[Supplied records]
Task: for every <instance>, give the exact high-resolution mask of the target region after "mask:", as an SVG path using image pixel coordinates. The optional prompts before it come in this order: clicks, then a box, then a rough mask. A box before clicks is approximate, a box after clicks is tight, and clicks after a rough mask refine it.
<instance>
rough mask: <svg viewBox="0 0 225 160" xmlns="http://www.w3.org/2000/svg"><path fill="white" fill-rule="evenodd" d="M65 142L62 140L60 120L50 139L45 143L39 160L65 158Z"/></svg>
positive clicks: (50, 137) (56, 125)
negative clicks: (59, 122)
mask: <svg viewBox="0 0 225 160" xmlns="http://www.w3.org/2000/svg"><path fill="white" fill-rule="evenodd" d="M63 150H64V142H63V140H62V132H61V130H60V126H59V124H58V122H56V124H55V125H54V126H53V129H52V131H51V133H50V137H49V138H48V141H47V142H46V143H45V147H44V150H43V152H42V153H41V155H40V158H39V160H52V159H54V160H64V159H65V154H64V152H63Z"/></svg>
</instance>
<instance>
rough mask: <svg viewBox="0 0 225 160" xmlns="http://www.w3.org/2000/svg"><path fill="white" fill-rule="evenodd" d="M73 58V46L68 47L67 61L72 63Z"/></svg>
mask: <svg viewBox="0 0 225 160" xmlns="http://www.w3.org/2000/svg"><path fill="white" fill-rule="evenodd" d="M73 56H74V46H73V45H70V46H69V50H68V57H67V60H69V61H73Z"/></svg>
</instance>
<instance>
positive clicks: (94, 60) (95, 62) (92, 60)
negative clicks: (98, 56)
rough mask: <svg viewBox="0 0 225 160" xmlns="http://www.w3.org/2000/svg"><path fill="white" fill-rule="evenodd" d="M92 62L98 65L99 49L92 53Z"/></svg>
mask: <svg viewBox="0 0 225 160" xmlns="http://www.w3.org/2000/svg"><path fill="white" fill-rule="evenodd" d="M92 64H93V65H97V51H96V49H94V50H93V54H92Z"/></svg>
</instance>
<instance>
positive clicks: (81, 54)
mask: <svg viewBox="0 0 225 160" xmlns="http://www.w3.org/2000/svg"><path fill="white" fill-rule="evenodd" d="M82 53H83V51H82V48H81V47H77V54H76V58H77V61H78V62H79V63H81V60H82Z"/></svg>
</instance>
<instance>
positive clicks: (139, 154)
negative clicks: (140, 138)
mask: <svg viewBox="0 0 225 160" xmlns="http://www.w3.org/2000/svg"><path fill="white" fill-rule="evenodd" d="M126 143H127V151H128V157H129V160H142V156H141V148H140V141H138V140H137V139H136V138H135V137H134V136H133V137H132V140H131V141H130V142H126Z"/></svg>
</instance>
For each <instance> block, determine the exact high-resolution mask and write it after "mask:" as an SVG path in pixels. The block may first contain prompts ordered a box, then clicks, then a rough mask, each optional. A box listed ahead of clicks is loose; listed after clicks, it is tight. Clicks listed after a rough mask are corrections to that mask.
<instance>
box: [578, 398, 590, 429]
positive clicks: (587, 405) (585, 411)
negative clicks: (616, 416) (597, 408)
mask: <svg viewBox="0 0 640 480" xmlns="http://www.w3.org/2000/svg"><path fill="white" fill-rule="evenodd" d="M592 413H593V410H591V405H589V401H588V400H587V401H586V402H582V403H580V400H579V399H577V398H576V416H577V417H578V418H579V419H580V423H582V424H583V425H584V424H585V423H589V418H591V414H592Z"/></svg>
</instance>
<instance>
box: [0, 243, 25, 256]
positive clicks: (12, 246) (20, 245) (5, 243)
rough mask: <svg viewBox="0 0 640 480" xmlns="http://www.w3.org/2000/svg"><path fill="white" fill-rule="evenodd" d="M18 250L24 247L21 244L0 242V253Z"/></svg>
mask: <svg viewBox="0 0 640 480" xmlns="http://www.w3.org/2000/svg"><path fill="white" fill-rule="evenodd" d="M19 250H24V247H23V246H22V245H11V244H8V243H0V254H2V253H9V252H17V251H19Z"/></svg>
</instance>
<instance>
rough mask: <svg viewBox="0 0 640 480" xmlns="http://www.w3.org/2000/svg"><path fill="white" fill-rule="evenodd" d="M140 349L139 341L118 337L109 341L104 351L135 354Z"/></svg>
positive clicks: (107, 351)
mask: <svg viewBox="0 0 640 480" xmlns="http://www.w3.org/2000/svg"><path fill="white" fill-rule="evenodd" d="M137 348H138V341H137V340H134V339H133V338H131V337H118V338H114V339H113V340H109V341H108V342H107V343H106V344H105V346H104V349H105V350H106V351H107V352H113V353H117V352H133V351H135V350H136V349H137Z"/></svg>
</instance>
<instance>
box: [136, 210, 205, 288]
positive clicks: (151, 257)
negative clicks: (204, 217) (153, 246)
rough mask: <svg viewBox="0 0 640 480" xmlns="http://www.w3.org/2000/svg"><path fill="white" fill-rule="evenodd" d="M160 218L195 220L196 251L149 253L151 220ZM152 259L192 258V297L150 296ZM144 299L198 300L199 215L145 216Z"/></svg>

[Exercise] Set down every line of the listing again, exactly.

[Task solution]
Task: for every <instance>, give the exact high-resolution mask of the target region after "mask:", as an SVG path using image pixel coordinates. The optional prompts before it come in this order: clicks, then a box, then a rough mask. A box before clicks is approximate, a box after clicks is tight, and clicks after a rough mask refine it.
<instance>
rough mask: <svg viewBox="0 0 225 160" xmlns="http://www.w3.org/2000/svg"><path fill="white" fill-rule="evenodd" d="M65 142L62 140L60 120L50 139L45 143L39 160L65 158Z"/></svg>
positive clicks: (50, 137) (56, 125)
negative clicks: (59, 122)
mask: <svg viewBox="0 0 225 160" xmlns="http://www.w3.org/2000/svg"><path fill="white" fill-rule="evenodd" d="M63 150H64V142H63V140H62V132H61V130H60V126H59V124H58V122H56V124H55V125H54V126H53V129H52V131H51V133H50V137H49V138H48V141H47V142H46V143H45V147H44V150H43V152H42V153H41V155H40V158H39V160H52V159H54V160H64V159H65V154H64V152H63Z"/></svg>
</instance>
<instance>
rough mask: <svg viewBox="0 0 225 160" xmlns="http://www.w3.org/2000/svg"><path fill="white" fill-rule="evenodd" d="M73 58V46L68 47L67 61L72 63Z"/></svg>
mask: <svg viewBox="0 0 225 160" xmlns="http://www.w3.org/2000/svg"><path fill="white" fill-rule="evenodd" d="M73 56H74V46H73V45H70V46H69V50H68V57H67V60H69V61H73Z"/></svg>
</instance>
<instance>
positive clicks: (94, 60) (95, 62) (92, 60)
negative clicks: (98, 56)
rough mask: <svg viewBox="0 0 225 160" xmlns="http://www.w3.org/2000/svg"><path fill="white" fill-rule="evenodd" d="M92 62L98 65L99 49L92 53Z"/></svg>
mask: <svg viewBox="0 0 225 160" xmlns="http://www.w3.org/2000/svg"><path fill="white" fill-rule="evenodd" d="M92 64H93V65H97V51H96V49H94V50H93V54H92Z"/></svg>
</instance>
<instance>
positive clicks: (81, 54)
mask: <svg viewBox="0 0 225 160" xmlns="http://www.w3.org/2000/svg"><path fill="white" fill-rule="evenodd" d="M82 53H83V51H82V48H81V47H77V54H76V58H77V61H78V62H79V63H81V60H82Z"/></svg>
</instance>
<instance>
positive clicks: (139, 154)
negative clicks: (140, 138)
mask: <svg viewBox="0 0 225 160" xmlns="http://www.w3.org/2000/svg"><path fill="white" fill-rule="evenodd" d="M126 143H127V151H128V157H129V160H142V156H141V148H140V141H138V140H137V139H136V138H135V137H134V136H133V137H132V140H131V141H130V142H126Z"/></svg>
</instance>
For each <instance> block, determine the exact high-resolution mask and write it after "mask:" as an SVG path in pixels. The block may first contain prompts ordered a box, then clicks, then a rough mask, each optional. A box listed ahead of clicks is loose; listed after clicks, it is tight. Clicks listed after a rough mask are corrections to that mask.
<instance>
box: [578, 398, 590, 429]
positive clicks: (587, 405) (585, 411)
negative clicks: (616, 416) (597, 408)
mask: <svg viewBox="0 0 640 480" xmlns="http://www.w3.org/2000/svg"><path fill="white" fill-rule="evenodd" d="M592 413H593V410H591V405H589V401H588V400H587V401H586V402H582V403H580V400H579V399H577V398H576V416H577V417H578V418H579V419H580V423H582V424H583V425H584V424H585V423H589V418H591V414H592Z"/></svg>
</instance>
<instance>
box: [0, 243, 25, 256]
positive clicks: (12, 246) (20, 245) (5, 243)
rough mask: <svg viewBox="0 0 640 480" xmlns="http://www.w3.org/2000/svg"><path fill="white" fill-rule="evenodd" d="M18 250L24 247L21 244L0 242V253Z"/></svg>
mask: <svg viewBox="0 0 640 480" xmlns="http://www.w3.org/2000/svg"><path fill="white" fill-rule="evenodd" d="M19 250H24V247H23V246H22V245H11V244H8V243H0V254H2V253H9V252H17V251H19Z"/></svg>
</instance>
<instance>
rough mask: <svg viewBox="0 0 640 480" xmlns="http://www.w3.org/2000/svg"><path fill="white" fill-rule="evenodd" d="M140 349L139 341L118 337L109 341L104 351L135 354Z"/></svg>
positive clicks: (107, 351)
mask: <svg viewBox="0 0 640 480" xmlns="http://www.w3.org/2000/svg"><path fill="white" fill-rule="evenodd" d="M137 348H138V341H137V340H134V339H133V338H131V337H118V338H114V339H113V340H109V341H108V342H107V343H106V344H105V346H104V349H105V350H106V351H107V352H113V353H117V352H133V351H135V350H136V349H137Z"/></svg>
</instance>
<instance>
box: [136, 210, 205, 288]
positive clicks: (151, 257)
negative clicks: (204, 217) (153, 246)
rough mask: <svg viewBox="0 0 640 480" xmlns="http://www.w3.org/2000/svg"><path fill="white" fill-rule="evenodd" d="M160 218L195 220L196 251L149 253L151 220ZM152 259L192 258V297L150 296ZM144 299L198 300L199 215L145 216Z"/></svg>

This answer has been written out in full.